Pointing dataset records:
========================================================================
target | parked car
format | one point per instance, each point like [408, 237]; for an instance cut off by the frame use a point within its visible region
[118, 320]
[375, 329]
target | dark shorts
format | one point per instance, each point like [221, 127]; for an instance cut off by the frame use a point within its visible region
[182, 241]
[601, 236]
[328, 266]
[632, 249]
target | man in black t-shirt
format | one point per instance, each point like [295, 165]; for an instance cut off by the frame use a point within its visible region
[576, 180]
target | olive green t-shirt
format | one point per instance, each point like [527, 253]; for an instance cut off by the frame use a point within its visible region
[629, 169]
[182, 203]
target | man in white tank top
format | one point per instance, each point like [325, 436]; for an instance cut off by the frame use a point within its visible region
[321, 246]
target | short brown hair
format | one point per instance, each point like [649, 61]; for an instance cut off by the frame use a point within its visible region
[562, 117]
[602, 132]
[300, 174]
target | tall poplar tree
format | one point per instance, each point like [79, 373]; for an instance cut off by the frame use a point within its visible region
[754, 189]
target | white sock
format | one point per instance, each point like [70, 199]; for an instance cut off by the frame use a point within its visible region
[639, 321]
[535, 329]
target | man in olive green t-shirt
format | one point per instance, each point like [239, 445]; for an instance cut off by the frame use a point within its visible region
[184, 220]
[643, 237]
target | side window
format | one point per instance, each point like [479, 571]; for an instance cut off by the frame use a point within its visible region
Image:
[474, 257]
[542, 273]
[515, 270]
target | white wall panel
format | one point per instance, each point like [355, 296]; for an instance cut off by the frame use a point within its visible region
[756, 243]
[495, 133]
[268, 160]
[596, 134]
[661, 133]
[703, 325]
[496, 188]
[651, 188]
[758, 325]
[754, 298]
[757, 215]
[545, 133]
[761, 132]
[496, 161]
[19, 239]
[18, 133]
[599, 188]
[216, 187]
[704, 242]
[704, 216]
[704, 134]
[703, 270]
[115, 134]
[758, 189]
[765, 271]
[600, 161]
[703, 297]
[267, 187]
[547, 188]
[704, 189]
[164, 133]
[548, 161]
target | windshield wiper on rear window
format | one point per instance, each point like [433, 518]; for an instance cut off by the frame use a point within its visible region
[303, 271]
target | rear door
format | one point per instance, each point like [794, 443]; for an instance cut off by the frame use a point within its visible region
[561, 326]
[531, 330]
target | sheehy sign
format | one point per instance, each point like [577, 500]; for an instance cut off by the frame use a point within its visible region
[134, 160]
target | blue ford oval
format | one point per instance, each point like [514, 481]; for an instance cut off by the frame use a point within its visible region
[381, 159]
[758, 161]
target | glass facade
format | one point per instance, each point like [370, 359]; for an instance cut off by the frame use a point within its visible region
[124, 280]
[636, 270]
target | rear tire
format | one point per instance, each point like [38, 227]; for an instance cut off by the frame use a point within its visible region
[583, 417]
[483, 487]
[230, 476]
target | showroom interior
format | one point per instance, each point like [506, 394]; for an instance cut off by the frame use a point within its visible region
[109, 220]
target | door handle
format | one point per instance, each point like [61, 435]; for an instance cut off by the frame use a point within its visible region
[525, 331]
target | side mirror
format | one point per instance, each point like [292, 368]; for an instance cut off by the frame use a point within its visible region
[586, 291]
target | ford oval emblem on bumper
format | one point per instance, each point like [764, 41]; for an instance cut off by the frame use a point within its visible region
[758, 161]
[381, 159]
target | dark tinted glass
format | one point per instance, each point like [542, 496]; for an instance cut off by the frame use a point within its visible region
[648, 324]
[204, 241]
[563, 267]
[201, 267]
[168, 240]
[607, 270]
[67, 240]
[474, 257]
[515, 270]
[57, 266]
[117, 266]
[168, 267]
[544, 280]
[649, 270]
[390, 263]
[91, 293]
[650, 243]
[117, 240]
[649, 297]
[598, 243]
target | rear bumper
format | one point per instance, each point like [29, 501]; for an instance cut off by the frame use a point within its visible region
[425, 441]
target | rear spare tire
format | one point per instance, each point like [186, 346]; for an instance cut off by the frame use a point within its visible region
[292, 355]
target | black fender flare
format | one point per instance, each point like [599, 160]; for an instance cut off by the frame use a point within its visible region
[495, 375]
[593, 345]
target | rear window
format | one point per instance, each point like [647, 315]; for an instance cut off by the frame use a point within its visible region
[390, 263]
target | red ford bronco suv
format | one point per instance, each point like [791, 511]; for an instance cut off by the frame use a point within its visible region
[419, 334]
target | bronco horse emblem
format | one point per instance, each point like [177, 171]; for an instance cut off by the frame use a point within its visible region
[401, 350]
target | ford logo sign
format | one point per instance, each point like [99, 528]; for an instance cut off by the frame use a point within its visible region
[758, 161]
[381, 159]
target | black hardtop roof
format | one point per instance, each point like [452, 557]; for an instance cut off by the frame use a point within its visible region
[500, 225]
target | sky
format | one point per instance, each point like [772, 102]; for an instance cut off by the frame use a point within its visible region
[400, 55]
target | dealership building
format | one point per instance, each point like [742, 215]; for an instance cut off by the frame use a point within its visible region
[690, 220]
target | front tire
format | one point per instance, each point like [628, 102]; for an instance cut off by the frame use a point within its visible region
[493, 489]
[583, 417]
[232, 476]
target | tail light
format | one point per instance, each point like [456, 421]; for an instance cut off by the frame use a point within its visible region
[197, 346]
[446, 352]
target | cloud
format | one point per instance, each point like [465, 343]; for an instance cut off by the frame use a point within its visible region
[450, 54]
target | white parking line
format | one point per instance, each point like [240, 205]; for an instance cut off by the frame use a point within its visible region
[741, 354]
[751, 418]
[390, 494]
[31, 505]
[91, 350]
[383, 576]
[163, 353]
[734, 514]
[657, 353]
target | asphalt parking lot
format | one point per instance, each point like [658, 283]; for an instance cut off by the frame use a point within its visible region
========================================================================
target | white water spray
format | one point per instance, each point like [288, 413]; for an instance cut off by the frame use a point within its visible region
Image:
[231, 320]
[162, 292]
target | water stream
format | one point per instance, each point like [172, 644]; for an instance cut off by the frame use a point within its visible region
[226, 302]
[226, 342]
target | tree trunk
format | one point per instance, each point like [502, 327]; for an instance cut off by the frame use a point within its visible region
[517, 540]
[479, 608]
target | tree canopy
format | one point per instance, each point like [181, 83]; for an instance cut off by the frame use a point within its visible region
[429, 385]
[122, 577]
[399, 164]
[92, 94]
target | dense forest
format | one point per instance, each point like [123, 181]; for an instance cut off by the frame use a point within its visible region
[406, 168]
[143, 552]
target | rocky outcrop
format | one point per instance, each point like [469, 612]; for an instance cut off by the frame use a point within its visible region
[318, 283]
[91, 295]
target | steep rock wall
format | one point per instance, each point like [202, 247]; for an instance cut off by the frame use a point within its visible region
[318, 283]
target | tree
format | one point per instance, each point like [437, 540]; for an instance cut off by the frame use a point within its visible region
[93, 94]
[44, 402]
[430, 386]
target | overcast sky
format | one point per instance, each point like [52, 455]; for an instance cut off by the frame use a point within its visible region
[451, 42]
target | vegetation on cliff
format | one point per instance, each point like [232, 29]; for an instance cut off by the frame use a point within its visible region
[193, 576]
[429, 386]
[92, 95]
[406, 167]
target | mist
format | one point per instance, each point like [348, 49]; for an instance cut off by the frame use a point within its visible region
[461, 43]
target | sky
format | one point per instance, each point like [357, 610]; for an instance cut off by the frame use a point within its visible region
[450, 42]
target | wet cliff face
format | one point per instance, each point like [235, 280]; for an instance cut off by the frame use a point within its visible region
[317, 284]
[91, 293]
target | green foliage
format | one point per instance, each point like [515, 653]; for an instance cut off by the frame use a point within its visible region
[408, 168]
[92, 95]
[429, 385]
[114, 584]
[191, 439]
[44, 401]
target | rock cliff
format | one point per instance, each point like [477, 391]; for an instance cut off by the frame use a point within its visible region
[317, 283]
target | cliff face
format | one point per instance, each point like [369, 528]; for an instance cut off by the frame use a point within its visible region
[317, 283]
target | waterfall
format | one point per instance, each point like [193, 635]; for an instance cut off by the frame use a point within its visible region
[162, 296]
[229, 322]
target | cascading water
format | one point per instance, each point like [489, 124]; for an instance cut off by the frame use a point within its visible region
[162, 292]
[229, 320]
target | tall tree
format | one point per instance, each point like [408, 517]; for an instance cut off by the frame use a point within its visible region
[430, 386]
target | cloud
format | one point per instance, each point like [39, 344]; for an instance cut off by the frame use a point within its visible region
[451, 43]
========================================================================
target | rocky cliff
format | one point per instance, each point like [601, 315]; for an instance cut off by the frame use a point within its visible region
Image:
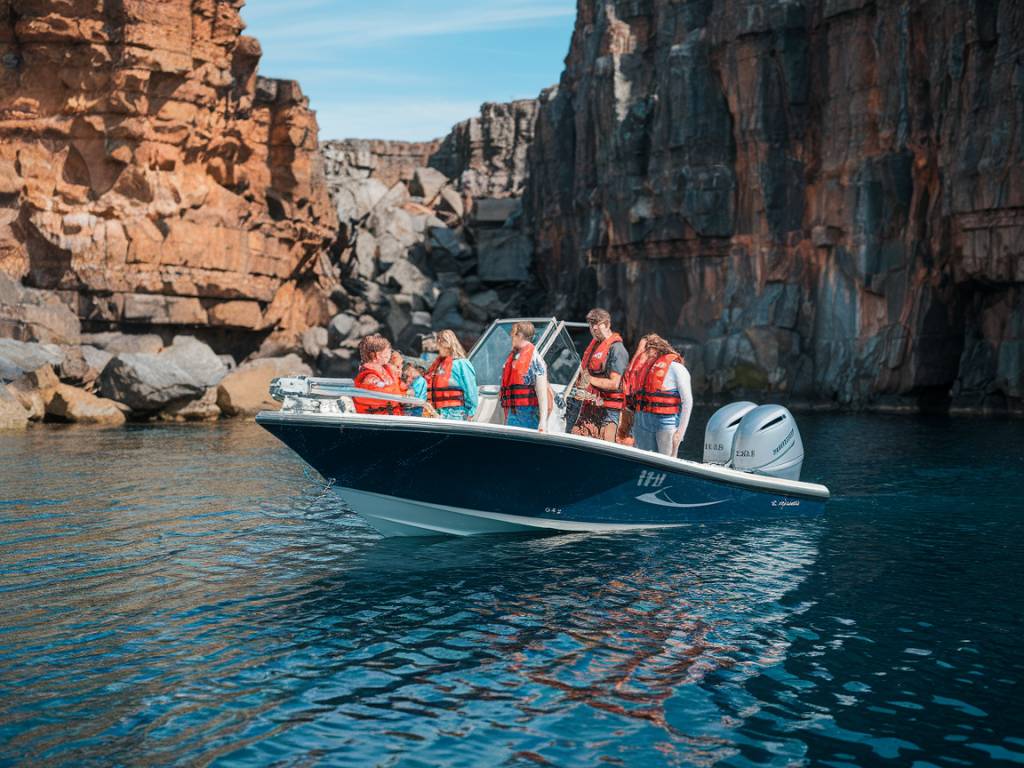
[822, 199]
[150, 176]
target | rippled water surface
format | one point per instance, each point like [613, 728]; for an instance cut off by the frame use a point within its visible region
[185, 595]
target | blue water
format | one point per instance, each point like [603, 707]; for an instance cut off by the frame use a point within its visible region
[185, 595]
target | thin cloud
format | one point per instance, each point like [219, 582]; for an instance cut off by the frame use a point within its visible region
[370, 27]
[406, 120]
========================================================================
WHAT THE TASK REQUIRES: Display every line of the rows above that contains the string "cliff". Letter case counts when matching.

TASK ANSWER:
target | vegetation on cliff
target | wet cliff face
target | rock cliff
target | cliff face
target | rocky cliff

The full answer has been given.